=== Problem description ===
Every line below that has "pixels" in it should be copied.

━━━━━ Extracted material

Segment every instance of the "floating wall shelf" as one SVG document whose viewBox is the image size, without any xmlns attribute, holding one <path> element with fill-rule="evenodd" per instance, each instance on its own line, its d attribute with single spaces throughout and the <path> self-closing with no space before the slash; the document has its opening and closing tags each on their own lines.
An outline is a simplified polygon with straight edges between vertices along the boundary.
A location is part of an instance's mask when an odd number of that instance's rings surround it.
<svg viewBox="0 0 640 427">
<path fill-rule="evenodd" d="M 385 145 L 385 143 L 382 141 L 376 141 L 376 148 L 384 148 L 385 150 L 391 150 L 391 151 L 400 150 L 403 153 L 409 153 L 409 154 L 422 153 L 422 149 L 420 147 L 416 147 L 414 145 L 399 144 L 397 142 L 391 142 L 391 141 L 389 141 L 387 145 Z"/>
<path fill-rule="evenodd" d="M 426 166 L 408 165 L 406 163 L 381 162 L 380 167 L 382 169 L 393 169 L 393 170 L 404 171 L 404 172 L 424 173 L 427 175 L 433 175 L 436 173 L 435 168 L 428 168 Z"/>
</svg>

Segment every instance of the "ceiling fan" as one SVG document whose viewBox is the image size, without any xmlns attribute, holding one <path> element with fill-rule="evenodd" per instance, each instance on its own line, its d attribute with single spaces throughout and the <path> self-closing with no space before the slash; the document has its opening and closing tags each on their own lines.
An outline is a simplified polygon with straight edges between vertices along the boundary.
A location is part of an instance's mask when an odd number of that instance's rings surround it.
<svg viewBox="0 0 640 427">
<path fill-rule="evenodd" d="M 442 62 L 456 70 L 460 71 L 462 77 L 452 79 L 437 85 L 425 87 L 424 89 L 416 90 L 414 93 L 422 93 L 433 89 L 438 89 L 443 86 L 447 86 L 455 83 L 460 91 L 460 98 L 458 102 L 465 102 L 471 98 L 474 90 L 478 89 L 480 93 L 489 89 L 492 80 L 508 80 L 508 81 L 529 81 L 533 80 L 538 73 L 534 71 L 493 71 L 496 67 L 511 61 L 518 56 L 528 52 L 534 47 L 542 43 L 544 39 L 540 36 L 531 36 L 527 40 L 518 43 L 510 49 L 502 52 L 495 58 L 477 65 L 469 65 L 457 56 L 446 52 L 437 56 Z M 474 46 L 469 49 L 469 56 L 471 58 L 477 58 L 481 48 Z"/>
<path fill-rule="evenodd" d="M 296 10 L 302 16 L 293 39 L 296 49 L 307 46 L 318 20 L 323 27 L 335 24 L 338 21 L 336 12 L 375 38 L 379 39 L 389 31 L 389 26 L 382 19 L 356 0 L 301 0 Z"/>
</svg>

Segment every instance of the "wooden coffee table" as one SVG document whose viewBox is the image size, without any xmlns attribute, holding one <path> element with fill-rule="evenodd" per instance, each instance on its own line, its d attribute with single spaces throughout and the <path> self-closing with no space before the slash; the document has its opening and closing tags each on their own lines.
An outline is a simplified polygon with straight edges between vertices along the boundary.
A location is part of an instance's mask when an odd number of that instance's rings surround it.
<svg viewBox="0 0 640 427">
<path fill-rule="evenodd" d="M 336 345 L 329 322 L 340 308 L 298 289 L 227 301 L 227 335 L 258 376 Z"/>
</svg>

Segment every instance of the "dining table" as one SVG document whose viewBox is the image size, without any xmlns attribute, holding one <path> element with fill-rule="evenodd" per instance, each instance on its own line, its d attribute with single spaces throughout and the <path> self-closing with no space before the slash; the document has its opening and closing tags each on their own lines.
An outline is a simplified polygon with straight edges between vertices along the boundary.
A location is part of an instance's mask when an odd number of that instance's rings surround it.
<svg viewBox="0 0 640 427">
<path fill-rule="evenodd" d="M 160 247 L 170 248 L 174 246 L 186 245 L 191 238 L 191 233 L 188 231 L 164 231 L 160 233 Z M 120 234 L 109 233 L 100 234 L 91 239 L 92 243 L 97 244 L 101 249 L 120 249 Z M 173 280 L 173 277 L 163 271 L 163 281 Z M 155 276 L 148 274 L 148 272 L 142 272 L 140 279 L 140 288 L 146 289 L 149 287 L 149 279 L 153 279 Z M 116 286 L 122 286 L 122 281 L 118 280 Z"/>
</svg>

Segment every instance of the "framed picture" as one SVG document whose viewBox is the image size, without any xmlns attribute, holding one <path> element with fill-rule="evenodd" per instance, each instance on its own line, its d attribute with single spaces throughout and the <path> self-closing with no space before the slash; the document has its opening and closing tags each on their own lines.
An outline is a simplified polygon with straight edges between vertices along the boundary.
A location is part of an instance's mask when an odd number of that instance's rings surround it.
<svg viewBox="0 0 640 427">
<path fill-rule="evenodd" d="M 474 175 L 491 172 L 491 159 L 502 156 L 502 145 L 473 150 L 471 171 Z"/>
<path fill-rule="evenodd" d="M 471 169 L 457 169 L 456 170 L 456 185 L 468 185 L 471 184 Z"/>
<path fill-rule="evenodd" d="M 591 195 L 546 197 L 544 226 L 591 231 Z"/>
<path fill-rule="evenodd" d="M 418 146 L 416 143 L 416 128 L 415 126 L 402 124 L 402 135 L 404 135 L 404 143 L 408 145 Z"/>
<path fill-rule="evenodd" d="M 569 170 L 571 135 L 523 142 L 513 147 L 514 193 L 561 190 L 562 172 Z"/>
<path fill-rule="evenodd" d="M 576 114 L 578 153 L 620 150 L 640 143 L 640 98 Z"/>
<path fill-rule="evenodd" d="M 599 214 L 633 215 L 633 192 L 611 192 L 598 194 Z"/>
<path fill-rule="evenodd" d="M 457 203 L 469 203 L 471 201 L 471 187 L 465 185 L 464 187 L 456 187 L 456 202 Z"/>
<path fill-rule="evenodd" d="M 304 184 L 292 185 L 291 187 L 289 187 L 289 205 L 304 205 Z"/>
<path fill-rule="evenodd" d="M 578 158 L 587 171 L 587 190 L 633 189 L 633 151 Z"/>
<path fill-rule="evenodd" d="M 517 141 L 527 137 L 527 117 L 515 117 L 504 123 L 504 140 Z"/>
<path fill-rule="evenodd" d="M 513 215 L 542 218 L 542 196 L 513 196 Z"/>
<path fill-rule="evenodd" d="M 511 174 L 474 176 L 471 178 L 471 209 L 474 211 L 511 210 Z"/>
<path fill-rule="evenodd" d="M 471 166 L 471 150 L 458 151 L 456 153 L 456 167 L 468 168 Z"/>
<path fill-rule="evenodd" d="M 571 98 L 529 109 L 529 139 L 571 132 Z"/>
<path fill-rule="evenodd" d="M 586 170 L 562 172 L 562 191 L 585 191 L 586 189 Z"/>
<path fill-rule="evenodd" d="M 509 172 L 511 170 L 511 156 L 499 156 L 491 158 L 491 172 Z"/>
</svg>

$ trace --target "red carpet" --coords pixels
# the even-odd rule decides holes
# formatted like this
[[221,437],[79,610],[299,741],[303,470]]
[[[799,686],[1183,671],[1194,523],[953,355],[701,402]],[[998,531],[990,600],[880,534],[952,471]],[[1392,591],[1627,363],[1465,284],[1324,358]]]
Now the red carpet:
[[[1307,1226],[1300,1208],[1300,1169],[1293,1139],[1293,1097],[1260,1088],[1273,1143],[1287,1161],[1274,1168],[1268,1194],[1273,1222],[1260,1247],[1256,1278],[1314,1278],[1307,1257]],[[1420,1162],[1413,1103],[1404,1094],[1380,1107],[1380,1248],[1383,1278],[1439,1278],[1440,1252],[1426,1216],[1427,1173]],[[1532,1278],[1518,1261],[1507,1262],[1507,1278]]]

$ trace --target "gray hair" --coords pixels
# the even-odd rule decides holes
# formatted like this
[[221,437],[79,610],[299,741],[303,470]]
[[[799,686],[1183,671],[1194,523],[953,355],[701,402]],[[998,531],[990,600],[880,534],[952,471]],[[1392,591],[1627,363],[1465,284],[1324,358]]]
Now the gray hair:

━━━━━━━━━━

=== Answer box ===
$ trace --target "red carpet" --coords pixels
$ trace --target "gray hair" --coords pixels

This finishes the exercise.